■ Excerpt provided

- Born: Lahore, Punjab, Pakistan
- Education: University of Wisconsin Stanford University
- Occupations: CEO, Rozee.pk Chairman & Co-Founder, Finja Chairman & Co-Founder, Dukan
- Website: www.rozee.pk www.finja.pk www.dukan.pk

= Monis Rahman =

Pakistani entrepreneur

Monis Rahman is a Pakistani internet entrepreneur, venture capitalist and businessman. Rahman is the co-founder and executive chairman of Naseeb Networks, Inc. a business-oriented social network used primarily for online job recruiting. Rahman has been listed among the top entrepreneurs of 21st century several times. Forbes named him at #6 on its list of top "Ten Big Hitting Asian Businessmen under 50".

==Career==
===Early years===
After completing his studies at Wisconsin, Rahman went to work at Intel. With the Intel team, he developed an Itanium microprocessor chip between 1991 and 1996 and left the job after looking at the dot-com bubble rise in order to start his own company. In 1997, Rahman and a partner started a company that installed cameras in daycare centers, allowing parents to watch the video streams online in real time. Edaycare.com attracted $2.5 million from investors, including Ron Conway, an early stage investor of Google and PayPal. A year later Rahman and his partner ran out of money, forcing them to sell the company for stock that was beneficially worthless.

===Naseeb Networks, Inc.===
After a hiatus of four years and working as a consultant, Rahman decided to start a social networking site for Muslims in the United States and United Kingdom, after looking at the success of similar website Friendster.com. He named it "Naseeb.com" (meaning "destiny"). Built as a social site, it was considered more of match-making portal, but Rahman said, "I decided not to go head-on as a matchmaking site... 'Dating' has a negative stigma from a Muslim viewpoint." Naseeb.com was then invested in by LinkedIn co-founder Reid Hoffman with $25,000, while Mark Pincus of Zynga and Joe Kraus of Excite also stepped in as angel investors.

Describing the inspiration behind Naseeb, Rahman said, "I was exploring the Pakistani market since my family had moved here. I realized that the biggest cost in running a web company was of human capital. And the running cost in Pakistan would have been 1/18th of what it would have been in the US. So that's when I decided to come back and start Naseeb.com, which exploded very quickly. We were the first one to be doing any kind of serious business on the internet back then. And we had little to no competition in the market."

In 2002, Rahman returned to Pakistan and registered his company as Naseeb Networks, Inc., both in Lahore, Pakistan, and in San Jose, California, US, to make it easier to raise money and investors. He spent $60,000 as a startup cost for Naseeb and initially handled the company on his own. To prime the market, he used equity in the company to buy the electronic greeting card site eidmubarak.com, which allow Muslims to send cards for Eid, a Muslim holiday. Three thousand people from the site's 1-million-strong mailing list signed up immediately. Annual memberships cost $40, and by 2005 the website was generating $300,000 in revenue.

(Labeled shape records)

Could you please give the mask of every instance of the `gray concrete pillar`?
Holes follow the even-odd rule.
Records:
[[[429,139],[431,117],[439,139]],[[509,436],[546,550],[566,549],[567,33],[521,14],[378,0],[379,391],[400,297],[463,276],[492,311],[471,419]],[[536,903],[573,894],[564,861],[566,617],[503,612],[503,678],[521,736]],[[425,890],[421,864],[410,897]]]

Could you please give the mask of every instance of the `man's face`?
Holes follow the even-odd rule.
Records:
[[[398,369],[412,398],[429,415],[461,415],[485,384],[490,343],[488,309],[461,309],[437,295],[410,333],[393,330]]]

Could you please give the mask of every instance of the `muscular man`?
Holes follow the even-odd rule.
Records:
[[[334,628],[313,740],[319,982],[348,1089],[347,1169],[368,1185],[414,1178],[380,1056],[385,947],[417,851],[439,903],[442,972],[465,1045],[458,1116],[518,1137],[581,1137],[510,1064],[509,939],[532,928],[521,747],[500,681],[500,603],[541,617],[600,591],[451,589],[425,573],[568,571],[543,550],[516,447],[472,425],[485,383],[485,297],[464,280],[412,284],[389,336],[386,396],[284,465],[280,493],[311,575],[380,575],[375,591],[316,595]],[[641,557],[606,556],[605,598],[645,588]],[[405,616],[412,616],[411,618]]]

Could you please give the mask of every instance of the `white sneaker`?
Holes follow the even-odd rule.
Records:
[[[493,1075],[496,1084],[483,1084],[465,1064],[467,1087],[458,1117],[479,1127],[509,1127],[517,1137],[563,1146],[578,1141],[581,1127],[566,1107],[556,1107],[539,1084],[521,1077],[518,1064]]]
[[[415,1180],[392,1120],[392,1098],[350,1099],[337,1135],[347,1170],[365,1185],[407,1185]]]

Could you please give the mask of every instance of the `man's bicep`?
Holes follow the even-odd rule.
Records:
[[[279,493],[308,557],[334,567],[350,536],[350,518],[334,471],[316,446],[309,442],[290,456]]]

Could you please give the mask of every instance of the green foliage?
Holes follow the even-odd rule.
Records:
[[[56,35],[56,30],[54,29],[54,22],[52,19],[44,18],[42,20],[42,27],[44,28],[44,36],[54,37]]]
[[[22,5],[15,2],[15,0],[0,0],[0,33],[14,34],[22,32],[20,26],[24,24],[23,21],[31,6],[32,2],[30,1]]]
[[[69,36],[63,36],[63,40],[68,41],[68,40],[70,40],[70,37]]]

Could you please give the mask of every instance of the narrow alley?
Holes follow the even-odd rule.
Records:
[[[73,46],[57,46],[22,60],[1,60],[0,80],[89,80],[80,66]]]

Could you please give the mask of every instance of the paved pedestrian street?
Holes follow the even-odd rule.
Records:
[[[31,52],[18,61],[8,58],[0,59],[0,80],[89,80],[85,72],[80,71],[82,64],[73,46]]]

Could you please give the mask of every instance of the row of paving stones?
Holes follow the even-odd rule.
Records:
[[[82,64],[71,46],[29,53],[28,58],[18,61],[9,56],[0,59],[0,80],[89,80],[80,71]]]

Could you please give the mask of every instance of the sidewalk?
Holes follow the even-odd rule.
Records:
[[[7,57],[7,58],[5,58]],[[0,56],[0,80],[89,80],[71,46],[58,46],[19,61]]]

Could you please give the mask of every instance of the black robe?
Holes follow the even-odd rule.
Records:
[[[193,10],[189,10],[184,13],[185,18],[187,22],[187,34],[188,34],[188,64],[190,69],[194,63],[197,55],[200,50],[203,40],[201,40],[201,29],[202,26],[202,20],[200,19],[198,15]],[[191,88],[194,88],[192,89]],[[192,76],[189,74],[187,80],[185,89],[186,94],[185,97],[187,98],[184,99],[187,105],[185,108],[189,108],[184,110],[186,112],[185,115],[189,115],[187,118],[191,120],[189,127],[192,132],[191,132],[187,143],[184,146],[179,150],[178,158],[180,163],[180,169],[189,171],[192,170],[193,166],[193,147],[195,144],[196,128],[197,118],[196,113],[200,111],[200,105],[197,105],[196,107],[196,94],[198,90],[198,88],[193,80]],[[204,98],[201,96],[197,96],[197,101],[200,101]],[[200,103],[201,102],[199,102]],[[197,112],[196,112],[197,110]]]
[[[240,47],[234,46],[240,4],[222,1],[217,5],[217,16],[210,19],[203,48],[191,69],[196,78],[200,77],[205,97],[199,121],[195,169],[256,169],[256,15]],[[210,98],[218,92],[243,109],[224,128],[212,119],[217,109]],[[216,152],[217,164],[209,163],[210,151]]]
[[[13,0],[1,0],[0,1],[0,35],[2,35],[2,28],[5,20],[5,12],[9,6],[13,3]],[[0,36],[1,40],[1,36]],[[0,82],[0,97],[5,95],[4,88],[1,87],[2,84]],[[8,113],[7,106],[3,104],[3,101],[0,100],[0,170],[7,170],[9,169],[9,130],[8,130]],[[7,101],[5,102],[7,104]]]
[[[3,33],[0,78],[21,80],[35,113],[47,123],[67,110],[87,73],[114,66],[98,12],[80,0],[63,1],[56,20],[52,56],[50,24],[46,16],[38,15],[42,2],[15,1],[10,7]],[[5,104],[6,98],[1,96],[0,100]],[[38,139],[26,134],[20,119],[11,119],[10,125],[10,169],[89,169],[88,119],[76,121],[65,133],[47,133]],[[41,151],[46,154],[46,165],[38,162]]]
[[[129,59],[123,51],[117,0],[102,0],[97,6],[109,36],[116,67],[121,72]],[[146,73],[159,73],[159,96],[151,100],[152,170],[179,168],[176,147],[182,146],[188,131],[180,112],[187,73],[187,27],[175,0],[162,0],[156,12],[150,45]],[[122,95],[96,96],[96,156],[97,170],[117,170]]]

■ To be done
1. According to the profile of Monis Rahman, how much did Reid Hoffman invest in Naseeb.com?
2. Continue the profile of Monis Rahman from where it stops.

■ Answers to the exercises
1. $25,000

2.
With the expansion of company Rahman needed programmers and developers, and buying ads in local newspapers was expensive. He recalls, "I started Naseeb.com from my house, but later moved out as we grew. Now when hiring, I ran into a lot of problems finding the right talent. At that time, one job ad in the classified section in Dawn News, roughly cost PKR 850,000 which was ridiculous! So I decided to put my ads online. Unfortunately, today Naseeb.com has gone bankrupt as the site no longer exists on a google search"

===Rozee.pk===

In 2005, Rahman built a "quick and dirty" job site to post job openings for his parent company Naseeb Networks. Many other companies contacted Rahman to post their companies' and products' ads on his website. Rahman agreed to post their ads free of cost to help boost Naseeb's traffic. After receiving such a reception, the website became the primary business of Naseeb Networks.

Rahman then offered the largest companies the ability to search for résumés, as well as software to power their own companys' job boards and the right to post their logos on the front page of his new site. He named it "Rozee", an Urdu language word which means "livelihood", or translates roughly as "blessed livelihood."

In 2007 Rozee.pk went into a completely functioning state, generating more traffic than Naseeb. Rahman used Naseeb's proceeds, and $2 million from Draper Fisher Jurvetson and ePlanet Ventures, to hire salespeople to go after large corporate clients, most of which still advertised job openings in newspapers. More than 63 000 companies actively post openings on Rozee.pk, paying between $29 for a single ad and up to $20,000 for a suite of services.

Rozee.pk has been listed as the number one employment website in Pakistan, with more than 65 thousand companies posting jobs, 32.53 million applications processed and 6 million unique visitors every day. In 2015, Rozee.pk won $6.5 million of investment from Vostok Nafta and Piton Capital, bringing the company's total venture capital funding to $8.5 million.

In an interview Rahman stated, "As talent continues to move online at a rapid pace in emerging markets, businesses need increasingly sophisticated recruiting technology customized to nuanced local market dynamics."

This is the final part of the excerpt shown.